Мариэтта - Анна Георгиевна Герасимова
Шрифт:
Интервал:
Закладка:
Олег Чуб
АТЛАНТИДА ЧУДАКОВА Всю неделю прощался с человеком-глыбой и человеком-факелом, освещавшим большую часть моей сознательной жизни. А на исходе стало ясно – прощаться с такими людьми бессмысленно, поскольку они за пределами собственного физического существования никуда не уходят, навсегда растворяясь в нас – последователях, учениках, в своих текстах, книгах, подхваченных продолжателями интонациях и фигурах речи… Они до времени опускаются Атлантидой на свою неведомую глубину, чтобы в одно святое лето вернуться к нам воочию.
Уникальная Атлантида Чудаковой – это царство недосягаемой ныне академической культуры, помноженной на искренний народнический идеализм. Интеллигенция такого типа более, увы, не воспроизводится. Книжные черви, поучающие неразумный народ из Кембриджа – в изобилии; образованцы и полузнайки всех мастей, раздающие со своей мизерабельной колокольни направо и налево непрошеные советы – не ведают переводу. А Чудакова была одна – последний интеллигент-народник, мчащийся в ночи на одной упряжи с Чеховым и Короленко – в глушь, к «малым сим». По-донкихотски веривший в людей. Хотя верят (или просто хотят потрафить?) в народ многие либералы, но безоглядно ехала к ним лишь она одна – не ожидая благодарности, зачастую в такую тмутаракань, о которой никто в столичных салонах и не слыхивал.
Все благословенные Девяностые пассионария российской демократии, как отважная воробьиха, защищающая выпавшего из гнезда птенца, отстаивала идеалы русской интеллигенции, впервые за много веков освободившейся от пут государственной лжи и насилия. Критиковавшая – натурально, за дело – властей предержащих, но никогда не предавшая лично Бориса Николаевича Ельцина, навсегда оставшегося для нее рыцарем священной отваги. Как точно сформулировала тогда Лия Ахеджакова: «Там, где Мариэтта Чудакова – там наши духовные ценности».

#### Что сделать
1. Перечислите всех людей, кроме самой Чудаковой, которые названы в тексте о Мариэтте Чудаковой, начиная со слов «АТЛАНТИДА ЧУДАКОВА».
2. Напишите следующий абзац текста о Мариэтте Чудаковой.
Следующие данные никак не связаны с исходным текстом.

#### Раздел данных
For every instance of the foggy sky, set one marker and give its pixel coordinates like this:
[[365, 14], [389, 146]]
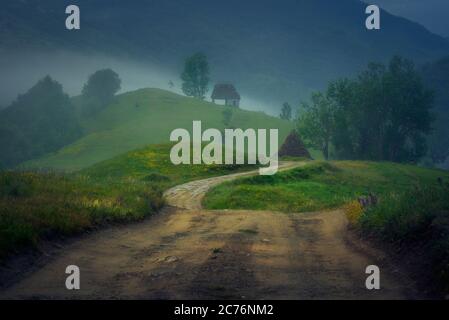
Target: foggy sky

#### Ответы
1. Чехов, Короленко, Борис Николаевич Ельцин, Лия Ахеджакова.

2.
А затем «пришли иные времена, взошли иные имена». Все изменилось до неузнаваемости. Говорить о многом стало не то чтобы нельзя, просто критически упала проводимость разговора: ты произносишь правильные слова, а все куда-то падает, словно в дощатый нужник. Модно стало снова звать Русь к топору, а не к знанию. Как говорит наш общий любимец Анатолий Чубайс, сегодня из институционального опыта Девяностых пригодиться не может практически ничего. Единственное, что осталось в нашем арсенале и что будет востребовано всегда – просвещение. Как могла, МО отстаивала необходимость публичной истории – для молодежи прежде всего. Чтобы построить новую Россию, нужно не только отрефлексировать опыт неудач прошлого, но и – что менее очевидно – выписать пантеон гражданских святых, олицетворяющих историю российской свободы. Своим примером Чудакова показала, как это делать, написав первую художественно- публицистическую книгу о Егоре Гайдаре для подростков.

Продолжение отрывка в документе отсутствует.